• [Problem description]:
Repeat the records below word for word, but start at the line that contains "One point lands on each instance of the evergreen", stop after the last line, and include nothing else.

[Entries from a point annotation set]
========

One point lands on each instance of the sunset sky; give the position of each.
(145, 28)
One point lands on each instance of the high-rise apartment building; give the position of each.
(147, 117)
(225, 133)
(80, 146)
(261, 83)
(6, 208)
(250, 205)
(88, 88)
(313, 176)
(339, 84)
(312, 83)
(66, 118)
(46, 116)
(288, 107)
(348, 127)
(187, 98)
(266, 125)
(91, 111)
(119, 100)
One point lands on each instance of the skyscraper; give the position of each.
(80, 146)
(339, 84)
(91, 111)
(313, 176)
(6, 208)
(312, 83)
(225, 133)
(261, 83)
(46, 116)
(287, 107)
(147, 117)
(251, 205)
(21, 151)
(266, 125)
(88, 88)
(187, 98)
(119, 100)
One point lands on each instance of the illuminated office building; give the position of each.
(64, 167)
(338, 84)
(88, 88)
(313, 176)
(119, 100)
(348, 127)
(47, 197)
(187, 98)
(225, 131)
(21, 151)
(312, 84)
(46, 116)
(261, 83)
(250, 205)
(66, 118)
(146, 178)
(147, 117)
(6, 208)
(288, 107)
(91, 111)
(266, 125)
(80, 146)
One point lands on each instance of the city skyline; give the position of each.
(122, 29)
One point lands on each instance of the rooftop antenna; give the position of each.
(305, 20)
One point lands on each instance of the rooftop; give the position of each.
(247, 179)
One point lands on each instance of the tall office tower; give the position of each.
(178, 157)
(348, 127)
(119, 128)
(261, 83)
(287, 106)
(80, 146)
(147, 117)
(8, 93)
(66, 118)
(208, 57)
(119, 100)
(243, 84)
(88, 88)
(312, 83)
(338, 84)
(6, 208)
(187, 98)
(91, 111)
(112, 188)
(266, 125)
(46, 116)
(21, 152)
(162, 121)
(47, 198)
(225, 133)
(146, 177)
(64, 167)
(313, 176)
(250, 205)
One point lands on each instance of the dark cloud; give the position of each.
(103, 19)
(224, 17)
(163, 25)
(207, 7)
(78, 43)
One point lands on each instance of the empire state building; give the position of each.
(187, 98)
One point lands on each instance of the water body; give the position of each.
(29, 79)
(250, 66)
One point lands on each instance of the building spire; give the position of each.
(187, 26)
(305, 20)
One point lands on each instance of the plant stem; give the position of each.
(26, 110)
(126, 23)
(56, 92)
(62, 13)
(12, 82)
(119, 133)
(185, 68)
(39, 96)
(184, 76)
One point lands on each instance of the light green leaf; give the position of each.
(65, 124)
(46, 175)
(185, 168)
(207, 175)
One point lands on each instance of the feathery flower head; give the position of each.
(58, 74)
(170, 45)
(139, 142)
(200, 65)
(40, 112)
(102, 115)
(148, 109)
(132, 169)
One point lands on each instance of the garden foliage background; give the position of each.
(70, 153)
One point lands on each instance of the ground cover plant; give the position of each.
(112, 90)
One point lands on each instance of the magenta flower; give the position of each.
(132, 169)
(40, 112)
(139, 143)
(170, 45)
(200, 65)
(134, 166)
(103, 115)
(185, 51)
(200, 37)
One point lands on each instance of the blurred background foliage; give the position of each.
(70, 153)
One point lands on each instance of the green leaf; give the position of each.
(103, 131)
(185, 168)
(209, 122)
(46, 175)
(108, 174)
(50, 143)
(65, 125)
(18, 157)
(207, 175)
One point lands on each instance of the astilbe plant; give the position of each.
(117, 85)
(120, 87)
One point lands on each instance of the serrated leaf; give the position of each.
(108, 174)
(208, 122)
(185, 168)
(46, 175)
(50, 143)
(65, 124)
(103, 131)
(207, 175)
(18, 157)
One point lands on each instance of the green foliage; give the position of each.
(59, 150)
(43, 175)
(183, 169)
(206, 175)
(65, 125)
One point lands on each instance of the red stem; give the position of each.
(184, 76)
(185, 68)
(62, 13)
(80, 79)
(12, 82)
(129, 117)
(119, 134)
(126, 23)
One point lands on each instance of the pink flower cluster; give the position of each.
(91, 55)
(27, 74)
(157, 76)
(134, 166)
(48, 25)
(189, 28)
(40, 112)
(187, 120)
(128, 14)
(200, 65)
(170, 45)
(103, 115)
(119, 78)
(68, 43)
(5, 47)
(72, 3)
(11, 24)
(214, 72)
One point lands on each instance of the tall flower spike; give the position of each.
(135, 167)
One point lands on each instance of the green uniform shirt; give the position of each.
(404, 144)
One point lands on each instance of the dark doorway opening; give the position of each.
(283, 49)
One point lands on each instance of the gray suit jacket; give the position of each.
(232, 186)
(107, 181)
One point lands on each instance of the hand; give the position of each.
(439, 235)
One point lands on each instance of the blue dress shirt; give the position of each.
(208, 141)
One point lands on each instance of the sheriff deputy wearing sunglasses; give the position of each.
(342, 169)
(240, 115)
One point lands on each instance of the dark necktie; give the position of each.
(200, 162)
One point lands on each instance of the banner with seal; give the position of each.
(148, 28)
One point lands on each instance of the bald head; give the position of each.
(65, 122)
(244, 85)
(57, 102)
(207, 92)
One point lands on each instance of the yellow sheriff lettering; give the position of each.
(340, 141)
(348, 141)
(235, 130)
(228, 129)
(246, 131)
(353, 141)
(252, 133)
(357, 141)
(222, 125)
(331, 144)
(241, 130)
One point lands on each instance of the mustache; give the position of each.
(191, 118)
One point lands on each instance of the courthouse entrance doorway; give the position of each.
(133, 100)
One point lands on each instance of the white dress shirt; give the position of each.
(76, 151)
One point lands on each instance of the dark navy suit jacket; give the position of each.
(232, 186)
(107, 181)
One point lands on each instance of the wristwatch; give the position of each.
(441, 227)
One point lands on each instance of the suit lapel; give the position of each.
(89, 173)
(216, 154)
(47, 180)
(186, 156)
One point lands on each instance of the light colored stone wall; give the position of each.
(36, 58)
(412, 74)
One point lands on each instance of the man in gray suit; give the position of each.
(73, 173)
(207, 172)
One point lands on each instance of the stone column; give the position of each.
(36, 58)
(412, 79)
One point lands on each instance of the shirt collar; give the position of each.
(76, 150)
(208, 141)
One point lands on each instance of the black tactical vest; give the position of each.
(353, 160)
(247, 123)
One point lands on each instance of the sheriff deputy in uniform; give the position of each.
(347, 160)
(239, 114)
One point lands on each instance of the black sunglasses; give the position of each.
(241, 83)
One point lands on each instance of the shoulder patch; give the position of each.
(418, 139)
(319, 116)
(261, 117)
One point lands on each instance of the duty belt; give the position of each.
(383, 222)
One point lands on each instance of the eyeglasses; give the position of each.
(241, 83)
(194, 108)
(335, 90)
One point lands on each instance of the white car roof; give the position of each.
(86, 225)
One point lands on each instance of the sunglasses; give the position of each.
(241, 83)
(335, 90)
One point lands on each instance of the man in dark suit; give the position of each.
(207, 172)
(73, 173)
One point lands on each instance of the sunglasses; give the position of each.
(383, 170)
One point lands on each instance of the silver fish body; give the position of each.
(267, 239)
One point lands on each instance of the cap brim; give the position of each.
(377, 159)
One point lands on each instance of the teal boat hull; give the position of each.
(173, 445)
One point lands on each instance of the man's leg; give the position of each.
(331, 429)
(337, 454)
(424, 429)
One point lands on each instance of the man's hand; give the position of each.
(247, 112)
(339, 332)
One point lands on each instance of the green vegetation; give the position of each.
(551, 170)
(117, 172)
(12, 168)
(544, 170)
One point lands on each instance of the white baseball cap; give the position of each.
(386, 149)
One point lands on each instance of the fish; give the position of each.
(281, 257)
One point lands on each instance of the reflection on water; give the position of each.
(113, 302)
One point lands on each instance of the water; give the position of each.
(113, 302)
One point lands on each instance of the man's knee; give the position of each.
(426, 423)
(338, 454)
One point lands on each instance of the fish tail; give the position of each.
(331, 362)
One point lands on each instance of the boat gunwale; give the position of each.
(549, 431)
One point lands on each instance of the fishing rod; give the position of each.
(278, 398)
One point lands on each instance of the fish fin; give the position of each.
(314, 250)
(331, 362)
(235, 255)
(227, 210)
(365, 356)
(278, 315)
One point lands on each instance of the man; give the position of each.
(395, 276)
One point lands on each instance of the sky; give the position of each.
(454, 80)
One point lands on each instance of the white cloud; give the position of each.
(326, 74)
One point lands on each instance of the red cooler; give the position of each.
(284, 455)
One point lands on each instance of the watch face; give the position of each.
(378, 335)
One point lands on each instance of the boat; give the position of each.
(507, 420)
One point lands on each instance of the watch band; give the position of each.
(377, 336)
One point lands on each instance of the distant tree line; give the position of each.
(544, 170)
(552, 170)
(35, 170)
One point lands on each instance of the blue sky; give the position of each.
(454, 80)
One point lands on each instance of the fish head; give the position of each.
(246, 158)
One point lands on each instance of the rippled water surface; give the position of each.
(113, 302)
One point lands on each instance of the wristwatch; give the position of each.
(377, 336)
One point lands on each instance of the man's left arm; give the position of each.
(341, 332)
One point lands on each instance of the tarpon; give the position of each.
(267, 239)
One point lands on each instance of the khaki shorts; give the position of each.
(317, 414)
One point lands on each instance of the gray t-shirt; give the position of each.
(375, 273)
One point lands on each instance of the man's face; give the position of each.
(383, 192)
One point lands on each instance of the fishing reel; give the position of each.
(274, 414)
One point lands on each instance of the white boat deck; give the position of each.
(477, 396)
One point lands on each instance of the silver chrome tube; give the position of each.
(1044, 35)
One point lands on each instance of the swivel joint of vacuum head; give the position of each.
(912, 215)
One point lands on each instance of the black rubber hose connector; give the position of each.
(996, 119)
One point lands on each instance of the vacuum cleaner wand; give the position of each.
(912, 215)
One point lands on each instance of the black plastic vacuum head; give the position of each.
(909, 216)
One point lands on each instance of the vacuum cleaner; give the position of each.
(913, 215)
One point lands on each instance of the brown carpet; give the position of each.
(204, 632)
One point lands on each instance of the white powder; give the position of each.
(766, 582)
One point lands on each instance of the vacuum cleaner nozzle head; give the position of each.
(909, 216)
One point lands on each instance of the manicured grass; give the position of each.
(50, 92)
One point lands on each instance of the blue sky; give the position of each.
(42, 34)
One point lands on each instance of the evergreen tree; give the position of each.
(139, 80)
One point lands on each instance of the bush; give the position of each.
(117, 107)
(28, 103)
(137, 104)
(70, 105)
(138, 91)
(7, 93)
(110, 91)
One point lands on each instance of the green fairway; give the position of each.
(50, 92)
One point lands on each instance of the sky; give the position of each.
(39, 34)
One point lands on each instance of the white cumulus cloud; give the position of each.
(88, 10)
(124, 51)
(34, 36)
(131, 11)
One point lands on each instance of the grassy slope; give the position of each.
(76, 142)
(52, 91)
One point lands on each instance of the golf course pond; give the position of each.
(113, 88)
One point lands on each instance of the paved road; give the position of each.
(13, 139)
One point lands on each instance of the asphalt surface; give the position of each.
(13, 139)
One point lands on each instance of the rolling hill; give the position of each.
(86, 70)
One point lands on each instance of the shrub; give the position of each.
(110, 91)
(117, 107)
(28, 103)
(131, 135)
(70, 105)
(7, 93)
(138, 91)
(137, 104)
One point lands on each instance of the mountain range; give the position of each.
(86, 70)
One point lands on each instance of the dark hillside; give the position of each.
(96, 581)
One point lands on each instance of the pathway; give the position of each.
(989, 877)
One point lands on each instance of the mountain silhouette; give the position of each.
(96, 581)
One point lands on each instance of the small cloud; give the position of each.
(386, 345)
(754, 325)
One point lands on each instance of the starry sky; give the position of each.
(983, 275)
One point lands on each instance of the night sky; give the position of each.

========

• [Completed task]:
One point lands on each instance of the evergreen tree; give the position of each.
(139, 80)
One point lands on each instance of the bush; give the position of each.
(117, 107)
(28, 103)
(137, 104)
(70, 105)
(138, 91)
(7, 93)
(110, 91)
One point lands on each instance of the green fairway; give the position of each.
(50, 92)
One point lands on each instance of the sky; give the position of each.
(39, 34)
One point lands on each instance of the white cumulus cloud; give the position of each.
(88, 10)
(124, 51)
(34, 36)
(131, 11)
One point lands on each instance of the grassy slope; give the position of each.
(76, 142)
(52, 91)
One point lands on each instance of the golf course pond; give the position of each.
(113, 88)
One point lands on each instance of the paved road; give the position of each.
(13, 139)
One point lands on each instance of the asphalt surface; give the position of each.
(13, 139)
One point lands on each instance of the rolling hill; give the position of each.
(86, 70)
One point lands on each instance of the shrub; give the position of each.
(110, 91)
(117, 107)
(28, 103)
(131, 135)
(70, 105)
(7, 93)
(138, 91)
(137, 104)
One point lands on each instance of the mountain range; give the position of each.
(86, 70)
One point lands on each instance of the dark hillside; give the position of each.
(96, 581)
One point lands on each instance of the pathway; give the position of each.
(989, 877)
One point lands on each instance of the mountain silhouette; give the position of each.
(96, 581)
One point lands on each instance of the small cloud; give the position of each.
(386, 345)
(754, 325)
One point lands on each instance of the starry sky; give the position of each.
(983, 275)
One point lands on each instance of the night sky; give the position of each.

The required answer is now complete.